__Task__: Exactly repeat the line that contains "pixel 53 248.", then every line after it up to and including the final line.

__Stored data__:
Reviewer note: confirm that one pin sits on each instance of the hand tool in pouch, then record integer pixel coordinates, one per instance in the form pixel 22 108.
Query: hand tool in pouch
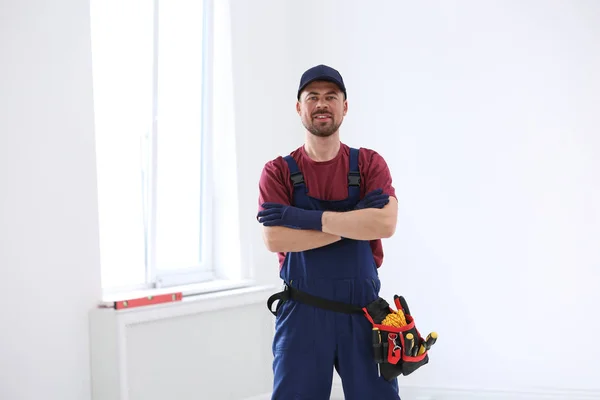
pixel 377 349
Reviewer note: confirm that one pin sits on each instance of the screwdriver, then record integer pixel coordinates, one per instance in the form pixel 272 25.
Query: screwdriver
pixel 409 342
pixel 430 341
pixel 377 349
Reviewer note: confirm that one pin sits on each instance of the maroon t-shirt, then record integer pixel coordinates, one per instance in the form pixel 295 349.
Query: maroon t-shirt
pixel 326 180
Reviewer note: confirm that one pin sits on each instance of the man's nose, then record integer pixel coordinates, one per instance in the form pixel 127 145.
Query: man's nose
pixel 321 104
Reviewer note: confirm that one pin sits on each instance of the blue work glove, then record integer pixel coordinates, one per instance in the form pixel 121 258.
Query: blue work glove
pixel 374 199
pixel 292 217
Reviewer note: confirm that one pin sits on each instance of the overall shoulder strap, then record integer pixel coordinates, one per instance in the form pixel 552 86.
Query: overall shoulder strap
pixel 354 174
pixel 296 177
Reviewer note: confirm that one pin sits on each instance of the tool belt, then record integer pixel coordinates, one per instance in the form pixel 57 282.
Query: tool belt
pixel 398 347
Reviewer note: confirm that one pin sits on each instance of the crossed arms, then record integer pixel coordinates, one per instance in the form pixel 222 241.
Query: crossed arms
pixel 363 224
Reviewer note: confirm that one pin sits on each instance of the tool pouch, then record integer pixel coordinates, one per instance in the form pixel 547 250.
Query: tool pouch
pixel 392 351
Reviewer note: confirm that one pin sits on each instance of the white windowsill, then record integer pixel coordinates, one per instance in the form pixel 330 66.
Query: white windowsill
pixel 216 285
pixel 198 298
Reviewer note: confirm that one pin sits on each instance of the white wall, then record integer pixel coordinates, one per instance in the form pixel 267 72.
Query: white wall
pixel 49 254
pixel 484 111
pixel 487 113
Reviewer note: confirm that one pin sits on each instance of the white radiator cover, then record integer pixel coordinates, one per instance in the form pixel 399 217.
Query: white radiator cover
pixel 218 347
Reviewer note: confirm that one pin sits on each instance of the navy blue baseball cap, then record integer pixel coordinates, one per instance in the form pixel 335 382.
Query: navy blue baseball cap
pixel 322 73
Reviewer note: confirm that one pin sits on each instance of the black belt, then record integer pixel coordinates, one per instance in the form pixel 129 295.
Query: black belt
pixel 290 293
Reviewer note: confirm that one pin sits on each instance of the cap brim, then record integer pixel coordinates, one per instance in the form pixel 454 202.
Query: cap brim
pixel 323 78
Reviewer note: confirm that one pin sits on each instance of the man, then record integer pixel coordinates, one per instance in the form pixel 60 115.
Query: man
pixel 324 210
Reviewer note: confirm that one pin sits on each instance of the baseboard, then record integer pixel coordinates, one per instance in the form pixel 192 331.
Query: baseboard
pixel 266 396
pixel 425 393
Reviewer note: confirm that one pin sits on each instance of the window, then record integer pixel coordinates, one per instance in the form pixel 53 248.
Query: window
pixel 151 71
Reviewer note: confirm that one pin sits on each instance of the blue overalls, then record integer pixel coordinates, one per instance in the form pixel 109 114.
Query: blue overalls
pixel 309 340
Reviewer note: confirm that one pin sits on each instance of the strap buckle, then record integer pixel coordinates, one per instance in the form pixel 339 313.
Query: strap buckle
pixel 297 178
pixel 354 178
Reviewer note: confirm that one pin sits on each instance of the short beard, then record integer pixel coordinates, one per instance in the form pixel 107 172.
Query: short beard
pixel 326 131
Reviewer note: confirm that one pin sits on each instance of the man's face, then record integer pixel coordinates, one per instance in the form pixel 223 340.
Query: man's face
pixel 322 108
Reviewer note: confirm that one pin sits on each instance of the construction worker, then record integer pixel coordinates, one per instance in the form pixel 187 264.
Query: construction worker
pixel 324 209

__Task result__:
Reviewer note: confirm that one pin sits on each instance of the window, then record integer pixel coordinates, one per instance in the form pixel 53 248.
Query: window
pixel 151 71
Reviewer note: confirm that one pin sits on each instance of the blue overalls, then record integer pixel coordinates, one per instance in the form pixel 109 114.
Query: blue overalls
pixel 309 340
Reviewer note: confirm that one pin sits on each instance of the strap buckle, then record integer pixel coordinates, one per instance in the form pixel 339 313.
Query: strap buckle
pixel 297 178
pixel 354 178
Reviewer note: confirm that one pin sits on each instance of the short beard, then record integer pixel coordinates, one per instance in the form pixel 107 172.
Query: short beard
pixel 326 131
Reviewer note: confirm that one pin sits on each instance of the man's face, then record integer pixel coordinates, one per instance in the form pixel 223 340.
Query: man's face
pixel 322 108
Reviewer note: confirm that one pin sits on each instance of the construction worker, then record integer pixel coordinates, one per instance in the form pixel 187 264.
Query: construction worker
pixel 324 209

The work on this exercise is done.